* GOAL *
Please rescale part of the records below, starting at the line that contains "Task: Could you identify the autumn" and stopping after the line that contains "<point>1001,722</point>". Write out only those lines again, requests included, with every coordinate in the answers multiplied by 0.9 and rounded to a whole number, halves up.

== GIVEN RECORDS

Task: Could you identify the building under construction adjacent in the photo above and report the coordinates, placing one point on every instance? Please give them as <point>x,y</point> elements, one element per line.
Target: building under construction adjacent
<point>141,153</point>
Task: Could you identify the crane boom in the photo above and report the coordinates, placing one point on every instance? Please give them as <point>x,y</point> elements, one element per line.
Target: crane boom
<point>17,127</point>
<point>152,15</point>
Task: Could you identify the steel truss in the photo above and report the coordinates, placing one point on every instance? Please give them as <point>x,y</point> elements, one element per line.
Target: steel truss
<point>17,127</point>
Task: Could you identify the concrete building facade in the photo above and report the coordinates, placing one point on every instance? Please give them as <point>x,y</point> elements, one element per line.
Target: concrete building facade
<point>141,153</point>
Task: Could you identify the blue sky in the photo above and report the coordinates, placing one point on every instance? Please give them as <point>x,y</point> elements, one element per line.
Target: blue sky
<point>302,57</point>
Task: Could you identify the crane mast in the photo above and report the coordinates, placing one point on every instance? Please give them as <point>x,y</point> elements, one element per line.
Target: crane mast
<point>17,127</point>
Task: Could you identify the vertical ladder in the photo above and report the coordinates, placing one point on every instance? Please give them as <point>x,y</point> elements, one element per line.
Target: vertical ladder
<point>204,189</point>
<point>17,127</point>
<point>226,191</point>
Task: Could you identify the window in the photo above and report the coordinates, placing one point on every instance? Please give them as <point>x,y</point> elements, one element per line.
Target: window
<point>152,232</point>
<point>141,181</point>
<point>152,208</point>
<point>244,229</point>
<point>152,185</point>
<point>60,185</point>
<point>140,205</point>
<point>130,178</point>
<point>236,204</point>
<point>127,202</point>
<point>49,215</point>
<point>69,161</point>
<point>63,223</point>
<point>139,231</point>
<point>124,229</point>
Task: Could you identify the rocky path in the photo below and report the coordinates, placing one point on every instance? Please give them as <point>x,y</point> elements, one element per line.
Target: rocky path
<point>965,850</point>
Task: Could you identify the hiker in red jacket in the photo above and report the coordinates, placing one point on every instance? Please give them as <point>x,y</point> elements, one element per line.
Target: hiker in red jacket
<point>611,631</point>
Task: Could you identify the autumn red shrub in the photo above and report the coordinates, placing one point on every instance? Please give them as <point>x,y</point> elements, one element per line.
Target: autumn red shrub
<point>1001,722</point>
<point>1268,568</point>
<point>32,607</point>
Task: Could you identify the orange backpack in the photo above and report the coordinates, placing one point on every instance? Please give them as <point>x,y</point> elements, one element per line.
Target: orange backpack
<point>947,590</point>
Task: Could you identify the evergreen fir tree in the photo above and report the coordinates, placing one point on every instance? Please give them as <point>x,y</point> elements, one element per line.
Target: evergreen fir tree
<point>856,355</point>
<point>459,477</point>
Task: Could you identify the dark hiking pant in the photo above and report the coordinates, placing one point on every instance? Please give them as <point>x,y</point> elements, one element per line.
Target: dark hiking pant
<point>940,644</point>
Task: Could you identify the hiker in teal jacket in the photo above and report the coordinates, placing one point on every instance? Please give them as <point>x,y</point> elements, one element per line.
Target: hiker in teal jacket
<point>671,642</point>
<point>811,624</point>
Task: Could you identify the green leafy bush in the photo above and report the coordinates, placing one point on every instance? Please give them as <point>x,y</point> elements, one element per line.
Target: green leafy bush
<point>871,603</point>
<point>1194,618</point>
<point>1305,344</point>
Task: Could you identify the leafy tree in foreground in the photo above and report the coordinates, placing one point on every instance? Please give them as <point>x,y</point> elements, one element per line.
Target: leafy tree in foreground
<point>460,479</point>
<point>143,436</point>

====

* ANSWER TO THE PROBLEM *
Task: Could you identify the autumn red shrub in the photo above and report the coordinates, placing one point on every instance? Please give them as <point>x,y</point> elements, one element per line.
Target: autumn red shrub
<point>901,650</point>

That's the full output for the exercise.